Given data →
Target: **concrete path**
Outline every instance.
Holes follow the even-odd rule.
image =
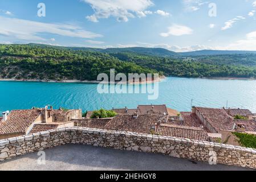
[[[68,144],[48,149],[46,165],[37,152],[0,163],[0,170],[248,170],[173,158],[167,155]]]

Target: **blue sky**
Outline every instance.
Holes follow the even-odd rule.
[[[0,0],[0,43],[31,42],[256,50],[256,1]]]

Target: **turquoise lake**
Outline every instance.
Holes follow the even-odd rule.
[[[193,105],[247,108],[256,113],[255,80],[223,80],[168,77],[159,83],[159,96],[149,100],[147,94],[99,94],[97,84],[0,81],[0,113],[13,109],[51,105],[92,110],[137,105],[166,104],[179,111]],[[136,85],[135,86],[141,86]]]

Given request → Count the lines in the listing above that contain the string "Target", and reply with the number alone.

Response for this exercise → 3